(Beginning of RECORDS TO USE)

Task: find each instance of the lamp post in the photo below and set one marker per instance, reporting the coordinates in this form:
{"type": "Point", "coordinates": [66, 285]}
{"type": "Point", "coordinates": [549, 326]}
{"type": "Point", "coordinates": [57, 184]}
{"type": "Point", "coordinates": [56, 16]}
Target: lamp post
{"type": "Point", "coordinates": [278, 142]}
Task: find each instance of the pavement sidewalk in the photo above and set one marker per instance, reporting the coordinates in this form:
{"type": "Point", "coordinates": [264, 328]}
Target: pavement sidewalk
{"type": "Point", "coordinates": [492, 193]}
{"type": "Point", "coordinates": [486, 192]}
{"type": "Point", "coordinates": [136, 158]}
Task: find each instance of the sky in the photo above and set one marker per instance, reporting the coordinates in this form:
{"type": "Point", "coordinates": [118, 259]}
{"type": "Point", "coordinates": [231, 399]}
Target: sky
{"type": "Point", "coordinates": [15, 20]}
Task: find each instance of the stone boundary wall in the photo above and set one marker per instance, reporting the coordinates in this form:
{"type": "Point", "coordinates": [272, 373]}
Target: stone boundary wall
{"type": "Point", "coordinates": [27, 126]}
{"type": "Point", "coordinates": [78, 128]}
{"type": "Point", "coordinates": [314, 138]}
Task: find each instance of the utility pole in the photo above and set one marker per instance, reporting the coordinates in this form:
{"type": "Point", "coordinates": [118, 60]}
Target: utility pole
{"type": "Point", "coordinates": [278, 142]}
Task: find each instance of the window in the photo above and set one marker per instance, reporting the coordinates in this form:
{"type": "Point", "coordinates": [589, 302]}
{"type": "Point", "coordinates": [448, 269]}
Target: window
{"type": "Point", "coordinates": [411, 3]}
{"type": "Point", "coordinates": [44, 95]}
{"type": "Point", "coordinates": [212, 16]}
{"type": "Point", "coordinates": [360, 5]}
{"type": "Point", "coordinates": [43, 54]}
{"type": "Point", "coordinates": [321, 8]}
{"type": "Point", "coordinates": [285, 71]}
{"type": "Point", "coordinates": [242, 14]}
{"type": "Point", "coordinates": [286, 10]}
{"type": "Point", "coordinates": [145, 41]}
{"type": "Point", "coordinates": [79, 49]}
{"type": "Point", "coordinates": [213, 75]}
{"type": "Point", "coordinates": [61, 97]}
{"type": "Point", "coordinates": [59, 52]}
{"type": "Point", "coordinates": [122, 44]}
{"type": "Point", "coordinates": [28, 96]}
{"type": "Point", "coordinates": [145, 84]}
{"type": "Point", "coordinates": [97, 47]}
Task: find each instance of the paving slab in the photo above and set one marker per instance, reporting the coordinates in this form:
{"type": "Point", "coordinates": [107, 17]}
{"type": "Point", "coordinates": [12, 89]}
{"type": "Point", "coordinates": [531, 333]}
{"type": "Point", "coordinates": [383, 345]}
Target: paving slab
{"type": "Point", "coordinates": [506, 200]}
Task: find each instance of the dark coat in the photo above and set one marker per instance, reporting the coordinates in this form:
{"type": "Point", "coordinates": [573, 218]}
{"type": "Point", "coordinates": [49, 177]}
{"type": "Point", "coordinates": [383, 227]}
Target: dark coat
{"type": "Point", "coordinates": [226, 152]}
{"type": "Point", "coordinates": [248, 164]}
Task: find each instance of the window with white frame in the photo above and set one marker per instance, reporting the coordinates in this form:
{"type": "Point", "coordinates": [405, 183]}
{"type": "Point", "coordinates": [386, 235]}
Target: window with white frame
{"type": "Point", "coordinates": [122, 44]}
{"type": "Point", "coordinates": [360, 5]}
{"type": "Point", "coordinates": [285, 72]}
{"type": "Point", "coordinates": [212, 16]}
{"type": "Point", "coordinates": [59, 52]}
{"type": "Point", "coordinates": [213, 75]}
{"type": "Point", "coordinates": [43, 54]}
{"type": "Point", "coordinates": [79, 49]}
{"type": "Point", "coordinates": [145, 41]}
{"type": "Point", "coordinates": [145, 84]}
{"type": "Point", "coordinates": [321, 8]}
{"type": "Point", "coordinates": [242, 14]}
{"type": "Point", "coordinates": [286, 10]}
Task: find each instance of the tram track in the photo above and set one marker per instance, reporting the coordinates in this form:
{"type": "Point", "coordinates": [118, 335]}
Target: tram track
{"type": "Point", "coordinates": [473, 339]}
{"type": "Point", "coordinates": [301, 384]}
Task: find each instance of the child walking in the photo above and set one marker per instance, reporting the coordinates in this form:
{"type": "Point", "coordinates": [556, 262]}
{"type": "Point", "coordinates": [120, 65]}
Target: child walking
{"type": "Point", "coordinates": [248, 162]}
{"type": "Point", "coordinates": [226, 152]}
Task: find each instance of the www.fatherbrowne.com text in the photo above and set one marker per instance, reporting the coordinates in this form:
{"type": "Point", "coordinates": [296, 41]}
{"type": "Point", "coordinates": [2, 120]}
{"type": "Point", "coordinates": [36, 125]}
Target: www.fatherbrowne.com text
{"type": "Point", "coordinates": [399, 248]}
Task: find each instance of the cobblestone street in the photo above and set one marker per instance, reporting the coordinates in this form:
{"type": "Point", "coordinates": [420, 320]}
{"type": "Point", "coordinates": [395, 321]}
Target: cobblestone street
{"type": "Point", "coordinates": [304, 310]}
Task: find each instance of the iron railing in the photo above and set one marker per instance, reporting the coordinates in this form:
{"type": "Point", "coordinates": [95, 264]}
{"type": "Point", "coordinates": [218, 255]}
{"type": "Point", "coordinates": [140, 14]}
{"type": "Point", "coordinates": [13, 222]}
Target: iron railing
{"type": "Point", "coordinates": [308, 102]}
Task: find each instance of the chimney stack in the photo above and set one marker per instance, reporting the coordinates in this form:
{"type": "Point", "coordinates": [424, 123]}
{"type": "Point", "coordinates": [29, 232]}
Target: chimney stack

(End of RECORDS TO USE)

# EXERCISE DESCRIPTION
Look through the records and copy every line that has the word "stack".

# SOLUTION FOR THIS PROBLEM
Task: find each instance of the chimney stack in the photo above and set one marker per instance, reporting the coordinates in this form:
Target: chimney stack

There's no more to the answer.